WHAT TO PRODUCE:
In the records below, find the line containing "box: [325, 181, 749, 325]"; restate it and every later line word for word, through the last.

INFORMATION GIVEN:
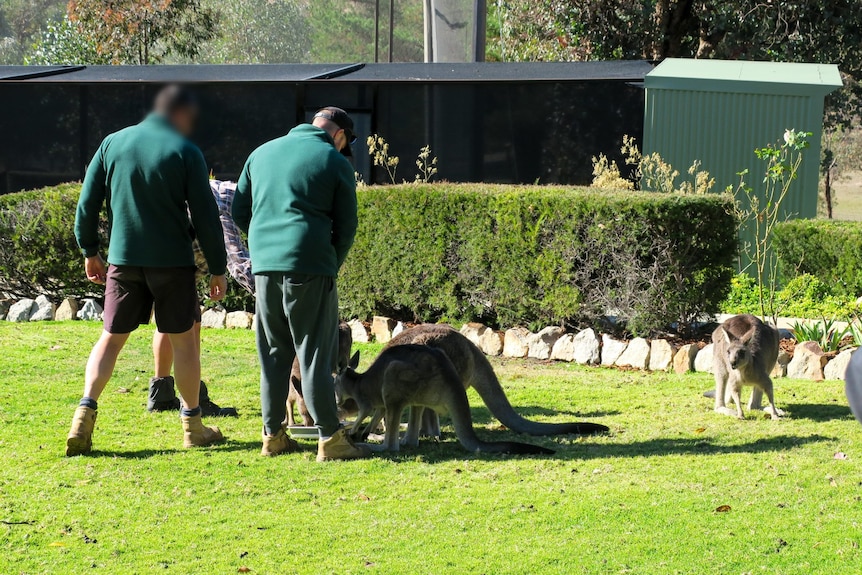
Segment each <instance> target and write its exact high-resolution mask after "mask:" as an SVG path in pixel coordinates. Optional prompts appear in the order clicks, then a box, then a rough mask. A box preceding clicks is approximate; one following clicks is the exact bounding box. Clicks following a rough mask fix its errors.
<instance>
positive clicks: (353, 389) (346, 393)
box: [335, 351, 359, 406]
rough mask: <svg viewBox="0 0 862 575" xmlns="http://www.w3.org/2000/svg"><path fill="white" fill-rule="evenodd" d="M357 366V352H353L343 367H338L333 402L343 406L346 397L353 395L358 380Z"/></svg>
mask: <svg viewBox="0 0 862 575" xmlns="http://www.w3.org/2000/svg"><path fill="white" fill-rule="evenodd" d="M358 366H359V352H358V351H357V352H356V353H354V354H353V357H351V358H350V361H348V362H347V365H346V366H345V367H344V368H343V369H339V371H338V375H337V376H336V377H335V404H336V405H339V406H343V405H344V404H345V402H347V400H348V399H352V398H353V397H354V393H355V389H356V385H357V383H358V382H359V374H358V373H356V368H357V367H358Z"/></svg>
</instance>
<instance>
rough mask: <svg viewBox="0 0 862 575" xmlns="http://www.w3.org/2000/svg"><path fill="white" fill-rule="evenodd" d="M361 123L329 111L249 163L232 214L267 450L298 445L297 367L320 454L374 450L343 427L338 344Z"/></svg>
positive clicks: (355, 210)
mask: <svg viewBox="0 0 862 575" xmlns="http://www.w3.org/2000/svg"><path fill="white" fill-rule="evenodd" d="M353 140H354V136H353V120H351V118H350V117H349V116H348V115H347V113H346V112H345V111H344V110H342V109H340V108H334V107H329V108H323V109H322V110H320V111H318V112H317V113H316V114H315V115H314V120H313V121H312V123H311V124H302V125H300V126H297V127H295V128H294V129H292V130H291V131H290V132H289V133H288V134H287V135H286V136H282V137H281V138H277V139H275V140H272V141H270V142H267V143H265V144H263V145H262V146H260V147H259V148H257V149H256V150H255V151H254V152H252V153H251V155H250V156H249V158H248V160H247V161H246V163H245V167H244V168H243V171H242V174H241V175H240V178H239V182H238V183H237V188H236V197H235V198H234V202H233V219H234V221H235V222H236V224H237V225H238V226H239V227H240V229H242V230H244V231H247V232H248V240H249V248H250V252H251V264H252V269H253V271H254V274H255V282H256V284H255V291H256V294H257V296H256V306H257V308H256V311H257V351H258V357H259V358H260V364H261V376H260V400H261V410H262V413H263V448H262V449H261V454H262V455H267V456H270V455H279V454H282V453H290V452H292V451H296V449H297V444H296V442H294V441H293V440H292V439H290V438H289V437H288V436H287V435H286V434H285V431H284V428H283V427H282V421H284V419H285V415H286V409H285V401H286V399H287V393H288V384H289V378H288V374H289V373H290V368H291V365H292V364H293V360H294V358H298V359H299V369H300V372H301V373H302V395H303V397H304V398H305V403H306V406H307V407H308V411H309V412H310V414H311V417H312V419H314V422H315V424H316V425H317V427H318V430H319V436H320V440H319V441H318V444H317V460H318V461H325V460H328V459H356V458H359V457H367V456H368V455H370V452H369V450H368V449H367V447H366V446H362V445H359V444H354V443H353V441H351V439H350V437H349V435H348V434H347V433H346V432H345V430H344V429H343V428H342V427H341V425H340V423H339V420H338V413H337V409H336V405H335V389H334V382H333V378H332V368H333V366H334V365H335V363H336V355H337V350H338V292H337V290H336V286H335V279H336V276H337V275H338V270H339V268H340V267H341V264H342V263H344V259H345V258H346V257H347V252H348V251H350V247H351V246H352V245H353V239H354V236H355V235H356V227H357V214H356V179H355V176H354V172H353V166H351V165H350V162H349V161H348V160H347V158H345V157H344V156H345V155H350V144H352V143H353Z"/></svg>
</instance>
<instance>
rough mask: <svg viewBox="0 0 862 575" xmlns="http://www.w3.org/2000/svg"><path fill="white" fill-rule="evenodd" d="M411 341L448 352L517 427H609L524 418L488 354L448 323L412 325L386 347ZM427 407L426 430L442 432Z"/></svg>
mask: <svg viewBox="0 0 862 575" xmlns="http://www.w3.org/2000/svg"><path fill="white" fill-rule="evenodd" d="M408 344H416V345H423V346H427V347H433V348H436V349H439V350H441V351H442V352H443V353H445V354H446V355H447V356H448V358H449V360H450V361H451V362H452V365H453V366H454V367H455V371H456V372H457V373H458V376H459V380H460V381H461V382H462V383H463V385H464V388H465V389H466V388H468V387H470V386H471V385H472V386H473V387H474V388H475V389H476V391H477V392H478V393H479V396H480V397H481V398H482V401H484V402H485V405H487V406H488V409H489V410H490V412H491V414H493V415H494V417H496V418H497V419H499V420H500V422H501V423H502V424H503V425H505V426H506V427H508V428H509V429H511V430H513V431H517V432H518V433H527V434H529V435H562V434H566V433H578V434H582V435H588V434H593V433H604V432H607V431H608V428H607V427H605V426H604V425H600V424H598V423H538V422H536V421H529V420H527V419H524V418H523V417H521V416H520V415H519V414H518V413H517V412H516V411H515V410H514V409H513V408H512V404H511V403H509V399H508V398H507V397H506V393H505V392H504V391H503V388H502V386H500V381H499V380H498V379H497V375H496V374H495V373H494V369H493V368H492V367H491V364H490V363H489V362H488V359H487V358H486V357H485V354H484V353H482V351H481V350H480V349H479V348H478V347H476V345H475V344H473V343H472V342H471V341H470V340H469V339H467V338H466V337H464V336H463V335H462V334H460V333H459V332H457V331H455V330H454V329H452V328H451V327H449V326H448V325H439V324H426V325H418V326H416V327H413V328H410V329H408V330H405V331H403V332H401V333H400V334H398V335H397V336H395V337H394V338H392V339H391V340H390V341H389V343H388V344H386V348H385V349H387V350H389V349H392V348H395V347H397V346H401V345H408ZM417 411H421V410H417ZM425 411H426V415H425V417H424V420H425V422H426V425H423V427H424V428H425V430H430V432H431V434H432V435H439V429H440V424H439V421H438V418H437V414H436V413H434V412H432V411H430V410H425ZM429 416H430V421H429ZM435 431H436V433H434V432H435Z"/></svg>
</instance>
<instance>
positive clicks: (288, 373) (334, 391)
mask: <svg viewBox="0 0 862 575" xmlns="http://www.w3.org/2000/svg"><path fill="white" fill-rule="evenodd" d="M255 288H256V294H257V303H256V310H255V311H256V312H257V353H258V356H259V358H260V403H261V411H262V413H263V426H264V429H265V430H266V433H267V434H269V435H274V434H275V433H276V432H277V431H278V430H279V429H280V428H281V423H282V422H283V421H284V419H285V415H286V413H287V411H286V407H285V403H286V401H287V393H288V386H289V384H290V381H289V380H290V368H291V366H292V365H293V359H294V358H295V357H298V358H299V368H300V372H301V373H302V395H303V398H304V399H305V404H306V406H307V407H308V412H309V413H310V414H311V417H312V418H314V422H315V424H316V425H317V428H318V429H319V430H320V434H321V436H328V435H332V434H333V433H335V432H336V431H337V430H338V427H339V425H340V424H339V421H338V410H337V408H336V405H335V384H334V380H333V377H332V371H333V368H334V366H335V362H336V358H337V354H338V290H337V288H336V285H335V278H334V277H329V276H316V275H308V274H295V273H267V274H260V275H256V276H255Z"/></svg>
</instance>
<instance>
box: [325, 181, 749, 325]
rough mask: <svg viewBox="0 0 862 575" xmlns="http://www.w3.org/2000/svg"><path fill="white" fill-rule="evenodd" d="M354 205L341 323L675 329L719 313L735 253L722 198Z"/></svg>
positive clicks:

EXERCISE RESPONSE:
box: [325, 181, 749, 325]
rough mask: <svg viewBox="0 0 862 575" xmlns="http://www.w3.org/2000/svg"><path fill="white" fill-rule="evenodd" d="M354 205L341 323L675 329L719 313L735 253L722 198Z"/></svg>
positive clicks:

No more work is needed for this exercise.